Pull out, word for word, the stretch from the very start of the rows below through the line containing "Target: snow patch".
● ● ● ●
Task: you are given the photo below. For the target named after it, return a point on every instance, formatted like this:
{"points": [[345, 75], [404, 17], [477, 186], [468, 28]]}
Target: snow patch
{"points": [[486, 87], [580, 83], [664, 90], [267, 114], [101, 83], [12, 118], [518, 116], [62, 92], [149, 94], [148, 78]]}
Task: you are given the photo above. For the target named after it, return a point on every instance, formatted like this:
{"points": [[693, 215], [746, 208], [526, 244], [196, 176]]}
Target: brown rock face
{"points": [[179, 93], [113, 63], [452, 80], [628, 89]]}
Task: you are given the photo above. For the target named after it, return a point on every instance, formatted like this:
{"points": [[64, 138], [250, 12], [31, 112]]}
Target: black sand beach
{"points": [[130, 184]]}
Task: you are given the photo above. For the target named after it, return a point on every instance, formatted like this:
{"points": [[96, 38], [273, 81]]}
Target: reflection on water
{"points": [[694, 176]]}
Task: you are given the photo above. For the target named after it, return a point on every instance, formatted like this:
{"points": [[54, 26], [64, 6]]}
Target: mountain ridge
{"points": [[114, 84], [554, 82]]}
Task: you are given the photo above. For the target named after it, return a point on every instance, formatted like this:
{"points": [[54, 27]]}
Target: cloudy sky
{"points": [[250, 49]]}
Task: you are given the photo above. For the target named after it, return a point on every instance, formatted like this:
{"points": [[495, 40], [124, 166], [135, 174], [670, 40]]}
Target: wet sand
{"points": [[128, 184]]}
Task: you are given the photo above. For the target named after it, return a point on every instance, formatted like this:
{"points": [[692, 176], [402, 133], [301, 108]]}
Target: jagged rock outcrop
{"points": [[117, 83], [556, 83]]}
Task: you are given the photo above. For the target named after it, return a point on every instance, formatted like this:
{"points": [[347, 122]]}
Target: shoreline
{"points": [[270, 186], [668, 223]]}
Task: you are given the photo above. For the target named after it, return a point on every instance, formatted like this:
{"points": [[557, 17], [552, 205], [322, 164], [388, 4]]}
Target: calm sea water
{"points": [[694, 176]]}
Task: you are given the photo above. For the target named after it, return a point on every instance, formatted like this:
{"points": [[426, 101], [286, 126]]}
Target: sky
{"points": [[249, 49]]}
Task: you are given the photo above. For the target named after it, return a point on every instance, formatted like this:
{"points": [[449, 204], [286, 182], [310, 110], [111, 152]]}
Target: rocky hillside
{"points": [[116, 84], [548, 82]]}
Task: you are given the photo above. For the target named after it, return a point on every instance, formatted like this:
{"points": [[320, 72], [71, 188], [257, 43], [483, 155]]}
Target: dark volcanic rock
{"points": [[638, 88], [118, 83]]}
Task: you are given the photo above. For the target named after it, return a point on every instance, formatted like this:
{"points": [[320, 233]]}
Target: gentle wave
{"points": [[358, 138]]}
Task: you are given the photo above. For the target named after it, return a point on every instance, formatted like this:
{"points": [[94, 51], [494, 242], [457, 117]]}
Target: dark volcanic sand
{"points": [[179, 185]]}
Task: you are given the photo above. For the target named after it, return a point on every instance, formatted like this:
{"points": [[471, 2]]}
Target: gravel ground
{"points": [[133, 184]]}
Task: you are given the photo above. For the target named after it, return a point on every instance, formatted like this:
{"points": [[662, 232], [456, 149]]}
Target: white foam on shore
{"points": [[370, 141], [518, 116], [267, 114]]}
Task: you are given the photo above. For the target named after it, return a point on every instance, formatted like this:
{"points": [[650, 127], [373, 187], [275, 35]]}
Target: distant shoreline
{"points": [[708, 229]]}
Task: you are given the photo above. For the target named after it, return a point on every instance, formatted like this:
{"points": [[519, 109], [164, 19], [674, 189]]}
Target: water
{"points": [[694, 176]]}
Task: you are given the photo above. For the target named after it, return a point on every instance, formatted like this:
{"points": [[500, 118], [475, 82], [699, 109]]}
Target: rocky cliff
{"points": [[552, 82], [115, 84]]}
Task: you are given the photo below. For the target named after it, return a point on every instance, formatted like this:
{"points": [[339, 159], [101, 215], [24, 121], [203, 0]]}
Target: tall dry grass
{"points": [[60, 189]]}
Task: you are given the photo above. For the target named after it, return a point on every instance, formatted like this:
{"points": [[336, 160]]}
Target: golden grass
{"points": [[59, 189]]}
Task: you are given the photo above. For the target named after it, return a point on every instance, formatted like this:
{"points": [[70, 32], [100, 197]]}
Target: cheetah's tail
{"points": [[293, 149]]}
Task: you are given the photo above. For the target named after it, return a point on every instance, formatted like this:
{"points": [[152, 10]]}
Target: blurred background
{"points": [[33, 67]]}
● ● ● ●
* **Solution for this task**:
Task: you are given the photo below. For the target named after it, return a point on every instance, formatted like this:
{"points": [[345, 75], [404, 17], [477, 186], [468, 28]]}
Target: snow patch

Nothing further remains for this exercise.